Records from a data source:
•••
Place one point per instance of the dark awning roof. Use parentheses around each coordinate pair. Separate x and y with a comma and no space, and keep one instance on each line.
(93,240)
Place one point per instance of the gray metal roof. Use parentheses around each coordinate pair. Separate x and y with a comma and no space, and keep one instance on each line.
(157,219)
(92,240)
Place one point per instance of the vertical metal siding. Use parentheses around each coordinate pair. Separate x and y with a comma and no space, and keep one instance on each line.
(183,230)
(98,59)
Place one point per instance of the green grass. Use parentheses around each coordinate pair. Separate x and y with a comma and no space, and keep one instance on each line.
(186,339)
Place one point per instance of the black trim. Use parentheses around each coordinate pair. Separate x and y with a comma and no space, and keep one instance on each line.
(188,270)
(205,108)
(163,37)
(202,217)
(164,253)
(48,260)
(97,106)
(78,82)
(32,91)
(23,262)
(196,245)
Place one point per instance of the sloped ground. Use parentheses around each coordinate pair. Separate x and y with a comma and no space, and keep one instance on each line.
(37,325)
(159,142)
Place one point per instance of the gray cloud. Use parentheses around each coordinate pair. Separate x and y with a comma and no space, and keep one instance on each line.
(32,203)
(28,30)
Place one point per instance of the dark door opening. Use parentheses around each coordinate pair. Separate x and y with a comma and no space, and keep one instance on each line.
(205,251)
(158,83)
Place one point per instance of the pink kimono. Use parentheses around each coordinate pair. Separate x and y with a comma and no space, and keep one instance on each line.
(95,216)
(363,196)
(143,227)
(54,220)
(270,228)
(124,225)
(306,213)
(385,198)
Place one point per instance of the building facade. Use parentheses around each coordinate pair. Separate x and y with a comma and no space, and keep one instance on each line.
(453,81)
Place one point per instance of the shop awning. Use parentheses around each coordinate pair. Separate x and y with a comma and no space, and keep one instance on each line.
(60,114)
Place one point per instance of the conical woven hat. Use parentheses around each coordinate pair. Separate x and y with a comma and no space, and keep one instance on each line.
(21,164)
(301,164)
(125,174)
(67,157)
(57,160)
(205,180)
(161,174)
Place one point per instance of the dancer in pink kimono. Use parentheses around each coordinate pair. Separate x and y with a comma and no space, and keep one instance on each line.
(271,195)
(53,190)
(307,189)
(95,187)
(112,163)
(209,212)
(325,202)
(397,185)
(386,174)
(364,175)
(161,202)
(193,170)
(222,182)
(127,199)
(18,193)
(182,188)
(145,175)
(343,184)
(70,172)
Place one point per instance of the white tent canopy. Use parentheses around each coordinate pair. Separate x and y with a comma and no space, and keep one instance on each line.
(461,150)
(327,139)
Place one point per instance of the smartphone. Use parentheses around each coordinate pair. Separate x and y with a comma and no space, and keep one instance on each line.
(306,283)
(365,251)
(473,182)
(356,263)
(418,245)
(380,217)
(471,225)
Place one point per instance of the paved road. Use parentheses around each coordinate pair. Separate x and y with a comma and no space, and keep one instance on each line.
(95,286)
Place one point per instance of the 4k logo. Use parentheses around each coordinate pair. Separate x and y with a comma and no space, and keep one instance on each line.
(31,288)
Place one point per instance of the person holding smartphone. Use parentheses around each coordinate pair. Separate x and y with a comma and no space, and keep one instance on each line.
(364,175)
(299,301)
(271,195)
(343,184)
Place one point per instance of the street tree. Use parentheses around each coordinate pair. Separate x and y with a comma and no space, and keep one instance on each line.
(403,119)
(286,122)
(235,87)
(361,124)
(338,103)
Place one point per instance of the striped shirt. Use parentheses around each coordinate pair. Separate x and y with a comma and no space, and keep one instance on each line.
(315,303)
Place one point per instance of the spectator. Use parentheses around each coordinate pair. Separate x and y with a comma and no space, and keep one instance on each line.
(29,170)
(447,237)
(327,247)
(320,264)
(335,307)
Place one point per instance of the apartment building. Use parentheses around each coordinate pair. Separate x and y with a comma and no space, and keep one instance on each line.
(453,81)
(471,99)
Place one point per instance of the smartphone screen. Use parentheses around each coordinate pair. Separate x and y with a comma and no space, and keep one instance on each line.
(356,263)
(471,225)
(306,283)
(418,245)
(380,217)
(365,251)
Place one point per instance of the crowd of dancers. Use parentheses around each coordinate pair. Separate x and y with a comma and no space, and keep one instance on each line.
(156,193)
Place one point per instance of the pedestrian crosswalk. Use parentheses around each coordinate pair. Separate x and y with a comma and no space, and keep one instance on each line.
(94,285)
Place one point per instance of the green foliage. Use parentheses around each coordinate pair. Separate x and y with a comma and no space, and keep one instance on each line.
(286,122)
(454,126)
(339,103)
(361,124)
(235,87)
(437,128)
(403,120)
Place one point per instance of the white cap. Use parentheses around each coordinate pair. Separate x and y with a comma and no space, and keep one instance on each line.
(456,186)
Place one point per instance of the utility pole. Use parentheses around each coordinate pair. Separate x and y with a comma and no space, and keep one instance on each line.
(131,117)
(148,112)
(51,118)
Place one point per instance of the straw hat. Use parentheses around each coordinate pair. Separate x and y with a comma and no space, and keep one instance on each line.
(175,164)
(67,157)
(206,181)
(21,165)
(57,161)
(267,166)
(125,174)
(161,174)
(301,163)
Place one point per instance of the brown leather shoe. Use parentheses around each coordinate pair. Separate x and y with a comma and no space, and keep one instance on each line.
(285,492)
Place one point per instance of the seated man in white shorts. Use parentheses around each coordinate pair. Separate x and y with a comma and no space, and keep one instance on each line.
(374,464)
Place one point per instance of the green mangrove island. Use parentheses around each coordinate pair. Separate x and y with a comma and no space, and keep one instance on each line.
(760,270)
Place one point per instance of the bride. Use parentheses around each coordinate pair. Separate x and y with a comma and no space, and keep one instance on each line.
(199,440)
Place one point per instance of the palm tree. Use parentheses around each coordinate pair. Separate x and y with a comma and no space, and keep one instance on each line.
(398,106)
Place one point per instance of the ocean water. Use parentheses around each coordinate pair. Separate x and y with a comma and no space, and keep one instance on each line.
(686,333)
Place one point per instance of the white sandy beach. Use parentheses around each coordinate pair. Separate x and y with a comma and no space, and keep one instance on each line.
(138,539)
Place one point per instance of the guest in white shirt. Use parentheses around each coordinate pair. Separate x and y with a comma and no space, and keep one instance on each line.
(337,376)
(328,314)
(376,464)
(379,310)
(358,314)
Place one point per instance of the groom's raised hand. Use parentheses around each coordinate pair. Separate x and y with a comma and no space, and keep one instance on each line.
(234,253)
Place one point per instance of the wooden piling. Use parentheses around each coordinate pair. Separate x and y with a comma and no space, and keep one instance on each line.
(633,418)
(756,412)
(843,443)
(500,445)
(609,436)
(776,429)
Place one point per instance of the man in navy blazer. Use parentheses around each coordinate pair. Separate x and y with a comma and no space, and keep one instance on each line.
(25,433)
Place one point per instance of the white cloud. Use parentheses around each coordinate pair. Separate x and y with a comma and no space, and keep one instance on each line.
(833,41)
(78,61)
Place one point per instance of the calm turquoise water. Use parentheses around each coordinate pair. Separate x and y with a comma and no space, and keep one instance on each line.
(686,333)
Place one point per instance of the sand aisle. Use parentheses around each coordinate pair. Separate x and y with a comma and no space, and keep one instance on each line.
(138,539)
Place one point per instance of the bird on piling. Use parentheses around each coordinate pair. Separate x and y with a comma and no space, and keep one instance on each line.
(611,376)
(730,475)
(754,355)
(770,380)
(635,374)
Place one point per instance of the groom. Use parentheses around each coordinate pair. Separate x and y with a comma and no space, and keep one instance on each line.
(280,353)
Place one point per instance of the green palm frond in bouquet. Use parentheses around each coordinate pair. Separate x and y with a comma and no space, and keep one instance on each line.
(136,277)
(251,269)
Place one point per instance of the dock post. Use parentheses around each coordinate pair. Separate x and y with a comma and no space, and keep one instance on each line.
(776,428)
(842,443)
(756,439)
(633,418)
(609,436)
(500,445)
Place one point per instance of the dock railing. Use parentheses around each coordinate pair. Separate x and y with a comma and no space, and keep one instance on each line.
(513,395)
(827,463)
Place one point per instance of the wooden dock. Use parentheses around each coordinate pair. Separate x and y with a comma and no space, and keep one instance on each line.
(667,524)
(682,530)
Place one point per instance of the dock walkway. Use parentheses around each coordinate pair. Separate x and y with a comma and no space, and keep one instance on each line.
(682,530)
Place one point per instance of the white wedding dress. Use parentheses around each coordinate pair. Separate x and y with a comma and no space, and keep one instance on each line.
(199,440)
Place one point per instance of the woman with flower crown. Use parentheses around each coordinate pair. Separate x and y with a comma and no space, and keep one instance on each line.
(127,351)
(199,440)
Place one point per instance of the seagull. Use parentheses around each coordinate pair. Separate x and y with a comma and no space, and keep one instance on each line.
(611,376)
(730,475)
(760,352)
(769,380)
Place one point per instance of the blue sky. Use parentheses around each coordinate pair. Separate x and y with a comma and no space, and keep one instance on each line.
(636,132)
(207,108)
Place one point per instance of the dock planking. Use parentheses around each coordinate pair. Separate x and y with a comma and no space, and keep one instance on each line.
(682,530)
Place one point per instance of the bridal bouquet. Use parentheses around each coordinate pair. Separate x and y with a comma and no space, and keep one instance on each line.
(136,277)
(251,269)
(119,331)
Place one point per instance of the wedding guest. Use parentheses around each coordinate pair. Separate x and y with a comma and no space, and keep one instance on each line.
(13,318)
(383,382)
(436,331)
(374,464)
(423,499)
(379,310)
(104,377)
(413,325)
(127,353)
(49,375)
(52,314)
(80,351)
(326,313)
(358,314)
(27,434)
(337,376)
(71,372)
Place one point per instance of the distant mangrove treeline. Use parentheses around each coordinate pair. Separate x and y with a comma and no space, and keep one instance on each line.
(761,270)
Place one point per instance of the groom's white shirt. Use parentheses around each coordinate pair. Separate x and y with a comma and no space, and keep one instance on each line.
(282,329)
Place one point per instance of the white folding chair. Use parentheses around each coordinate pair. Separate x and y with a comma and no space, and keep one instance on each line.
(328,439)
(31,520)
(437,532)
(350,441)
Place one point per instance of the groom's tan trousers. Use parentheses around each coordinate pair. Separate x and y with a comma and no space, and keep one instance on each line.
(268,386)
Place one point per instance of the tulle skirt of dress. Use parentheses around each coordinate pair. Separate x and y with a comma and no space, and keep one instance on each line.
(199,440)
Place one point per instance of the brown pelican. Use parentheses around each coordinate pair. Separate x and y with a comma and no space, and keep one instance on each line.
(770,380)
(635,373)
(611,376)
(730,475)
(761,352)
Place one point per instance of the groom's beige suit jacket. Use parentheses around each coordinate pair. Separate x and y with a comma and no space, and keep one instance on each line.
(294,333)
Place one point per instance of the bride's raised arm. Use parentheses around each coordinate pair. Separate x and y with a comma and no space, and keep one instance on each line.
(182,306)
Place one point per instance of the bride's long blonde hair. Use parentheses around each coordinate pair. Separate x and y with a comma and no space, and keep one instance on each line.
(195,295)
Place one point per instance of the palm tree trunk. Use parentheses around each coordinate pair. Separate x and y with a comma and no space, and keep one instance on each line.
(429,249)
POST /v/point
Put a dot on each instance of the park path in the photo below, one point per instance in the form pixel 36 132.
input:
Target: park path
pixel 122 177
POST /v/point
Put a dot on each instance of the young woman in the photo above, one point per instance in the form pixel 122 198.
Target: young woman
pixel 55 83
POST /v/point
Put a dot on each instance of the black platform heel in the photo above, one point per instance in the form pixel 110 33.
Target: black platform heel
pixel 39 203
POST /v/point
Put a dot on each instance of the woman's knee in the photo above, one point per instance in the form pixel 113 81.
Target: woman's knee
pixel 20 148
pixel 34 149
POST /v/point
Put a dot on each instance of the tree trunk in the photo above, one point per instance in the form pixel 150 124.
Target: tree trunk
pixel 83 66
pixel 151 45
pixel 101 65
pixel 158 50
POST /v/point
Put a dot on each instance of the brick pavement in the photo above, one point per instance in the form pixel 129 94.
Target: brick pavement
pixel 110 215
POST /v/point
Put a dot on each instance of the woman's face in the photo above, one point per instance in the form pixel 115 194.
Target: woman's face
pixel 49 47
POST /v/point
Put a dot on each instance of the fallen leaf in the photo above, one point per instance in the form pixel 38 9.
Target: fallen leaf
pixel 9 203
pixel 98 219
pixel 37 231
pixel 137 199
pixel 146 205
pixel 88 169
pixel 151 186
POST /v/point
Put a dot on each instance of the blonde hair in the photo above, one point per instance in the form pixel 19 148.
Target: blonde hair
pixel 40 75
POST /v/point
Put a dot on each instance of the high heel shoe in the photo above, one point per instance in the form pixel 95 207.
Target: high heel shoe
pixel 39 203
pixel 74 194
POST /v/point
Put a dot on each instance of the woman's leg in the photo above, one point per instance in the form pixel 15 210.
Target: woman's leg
•••
What to produce = Which lines in the data above hold the string "photo"? Show each one.

Result of this task =
Put a dot on each instance of the park path in the photo below, one point per instance in the form pixel 36 132.
Put a dot on each instance of the young woman in the photo above, one point per instance in the form pixel 122 198.
Put a dot on each instance of the black platform heel in the photo above, one point per instance in the form pixel 110 33.
Put a dot on each instance of the woman's knee in the photo above, one point per instance in the form pixel 113 81.
Put a dot on each instance of the tree trunk in the photo above, one point per instance in the form pixel 150 124.
Put a dot on each instance of the brick pavement in the photo above, one point per instance in the form pixel 129 94.
Put a dot on each instance of the woman's face in the photo above, one point per instance in the form pixel 115 194.
Put a dot on each instance of the fallen leaf in the photo above, one point per instance in the form pixel 38 9.
Put a dot on each instance of the blonde hair in the photo above, one point per instance in the form pixel 19 148.
Put a dot on each instance of the high heel shoe in the photo above, one point per instance in the form pixel 95 207.
Put a dot on each instance of the woman's leg in the photo above, one point per instance in the form pixel 15 210.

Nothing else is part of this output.